United States District Court, D. Colorado

May 10, 2018




         This matter comes before the Court on a motion for summary judgment filed by Defendant Select Portfolio Servicing, Inc. (“SPS”) (Doc. # 130). SPS moves for summary judgment on all remaining claims against it. (Id.) Mr. Pembroke filed his Response (Doc. # 141) and SPS thereafter filed its reply. (Doc. # 147.) For the following reasons, this Court grants SPS's motion for summary judgment.

         I. BACKGROUND

         This lawsuit stems from Mr. Pembroke's allegations that SPS and JP Morgan Chase Bank, N.A. (Chase Bank)[1] inaccurately reported financial information to various credit reporting agencies (CRAs) and then failed to correct the deficiencies after Mr. Pembroke disputed the report. (Doc. # 95.) Mr. Pembroke specifically claims that SPS improperly reported him as personally liable for a debt that he maintains is enforceable only against the John J. Pembroke Trust and the Linda D. Pembroke Living Trust (“Pembroke Trusts”). (Doc. # 95 at ¶¶ 10, 15.)

         The debt originated from a refinance loan Mr. Pembroke negotiated with a bank in 2006. (Doc. # 130-2 at 63, 80.)[2] As part of that loan transaction Mr. Pembroke executed and delivered the promissory note (“Note”), and the Pembroke Trusts executed a deed of trust as collateral for repayment of the Note. (Id. at 63, 64, 80.) The original lender became insolvent in 2008 and the debt instruments were transferred to different financial entities. In 2011, payments on the Note ceased and U.S. Bank National Association, as Trustee for the Loan Trust (“Loan Trust”) began foreclosure proceedings. (Id. at 82-83.) In 2014, the Pembroke Trusts brought an action against the Loan Trust seeking to enjoin the foreclosure action on the basis that the original lender never allowed the Pembroke Trusts to exercise their right of first refusal to buy the Note. (Id. at 80-81.)

*Records*
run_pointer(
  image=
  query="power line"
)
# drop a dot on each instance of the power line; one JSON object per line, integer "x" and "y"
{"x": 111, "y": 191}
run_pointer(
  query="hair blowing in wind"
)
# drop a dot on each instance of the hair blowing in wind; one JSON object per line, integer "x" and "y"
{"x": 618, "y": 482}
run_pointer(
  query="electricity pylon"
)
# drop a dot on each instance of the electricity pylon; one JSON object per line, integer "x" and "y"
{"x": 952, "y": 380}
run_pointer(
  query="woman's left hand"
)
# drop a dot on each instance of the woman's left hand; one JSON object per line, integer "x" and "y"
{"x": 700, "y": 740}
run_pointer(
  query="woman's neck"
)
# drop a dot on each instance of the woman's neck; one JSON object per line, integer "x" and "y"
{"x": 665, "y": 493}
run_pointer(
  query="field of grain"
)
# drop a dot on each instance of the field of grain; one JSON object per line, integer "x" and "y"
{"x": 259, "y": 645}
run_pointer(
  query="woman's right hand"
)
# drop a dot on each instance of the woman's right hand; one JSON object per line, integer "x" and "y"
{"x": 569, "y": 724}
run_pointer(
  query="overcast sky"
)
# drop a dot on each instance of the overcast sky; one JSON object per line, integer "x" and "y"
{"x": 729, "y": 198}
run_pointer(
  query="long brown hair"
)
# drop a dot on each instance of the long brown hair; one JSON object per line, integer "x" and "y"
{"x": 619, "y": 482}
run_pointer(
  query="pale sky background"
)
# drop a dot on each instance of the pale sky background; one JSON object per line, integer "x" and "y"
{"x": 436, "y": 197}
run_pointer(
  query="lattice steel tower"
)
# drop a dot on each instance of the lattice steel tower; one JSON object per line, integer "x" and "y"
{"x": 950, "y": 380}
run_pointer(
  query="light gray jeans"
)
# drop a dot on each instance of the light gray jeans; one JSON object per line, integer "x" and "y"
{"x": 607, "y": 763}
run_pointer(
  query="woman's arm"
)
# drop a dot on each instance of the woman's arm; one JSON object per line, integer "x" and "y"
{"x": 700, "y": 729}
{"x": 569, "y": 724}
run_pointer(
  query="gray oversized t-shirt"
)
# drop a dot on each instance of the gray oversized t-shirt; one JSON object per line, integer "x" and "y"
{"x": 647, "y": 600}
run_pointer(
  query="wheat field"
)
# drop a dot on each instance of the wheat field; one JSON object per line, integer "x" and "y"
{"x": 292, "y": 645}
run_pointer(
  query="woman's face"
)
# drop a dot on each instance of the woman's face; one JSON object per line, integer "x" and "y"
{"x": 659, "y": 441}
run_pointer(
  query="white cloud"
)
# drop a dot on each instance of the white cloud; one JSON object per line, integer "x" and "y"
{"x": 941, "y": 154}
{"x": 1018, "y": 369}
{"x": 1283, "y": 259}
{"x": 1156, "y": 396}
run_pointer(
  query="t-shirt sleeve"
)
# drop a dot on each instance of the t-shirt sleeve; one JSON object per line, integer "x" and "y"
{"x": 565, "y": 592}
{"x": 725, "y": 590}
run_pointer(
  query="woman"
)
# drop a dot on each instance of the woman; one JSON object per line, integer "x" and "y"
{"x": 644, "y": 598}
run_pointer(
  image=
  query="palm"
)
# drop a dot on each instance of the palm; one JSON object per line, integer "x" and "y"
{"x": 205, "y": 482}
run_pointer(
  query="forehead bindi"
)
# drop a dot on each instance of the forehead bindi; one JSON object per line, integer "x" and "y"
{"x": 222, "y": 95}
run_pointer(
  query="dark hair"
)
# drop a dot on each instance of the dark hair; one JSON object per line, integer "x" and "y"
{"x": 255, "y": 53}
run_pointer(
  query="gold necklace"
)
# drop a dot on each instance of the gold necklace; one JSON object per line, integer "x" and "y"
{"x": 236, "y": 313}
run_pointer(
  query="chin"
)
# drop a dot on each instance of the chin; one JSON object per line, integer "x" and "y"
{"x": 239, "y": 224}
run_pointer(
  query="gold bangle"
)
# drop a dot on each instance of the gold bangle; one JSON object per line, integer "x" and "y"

*Task description*
From the court ruling above, pull out everything from "The debt originated" down to "(Id. at 80-81.)" and give it word for word.

*Answer to this exercise*
The debt originated from a refinance loan Mr. Pembroke negotiated with a bank in 2006. (Doc. # 130-2 at 63, 80.)[2] As part of that loan transaction Mr. Pembroke executed and delivered the promissory note (“Note”), and the Pembroke Trusts executed a deed of trust as collateral for repayment of the Note. (Id. at 63, 64, 80.) The original lender became insolvent in 2008 and the debt instruments were transferred to different financial entities. In 2011, payments on the Note ceased and U.S. Bank National Association, as Trustee for the Loan Trust (“Loan Trust”) began foreclosure proceedings. (Id. at 82-83.) In 2014, the Pembroke Trusts brought an action against the Loan Trust seeking to enjoin the foreclosure action on the basis that the original lender never allowed the Pembroke Trusts to exercise their right of first refusal to buy the Note. (Id. at 80-81.)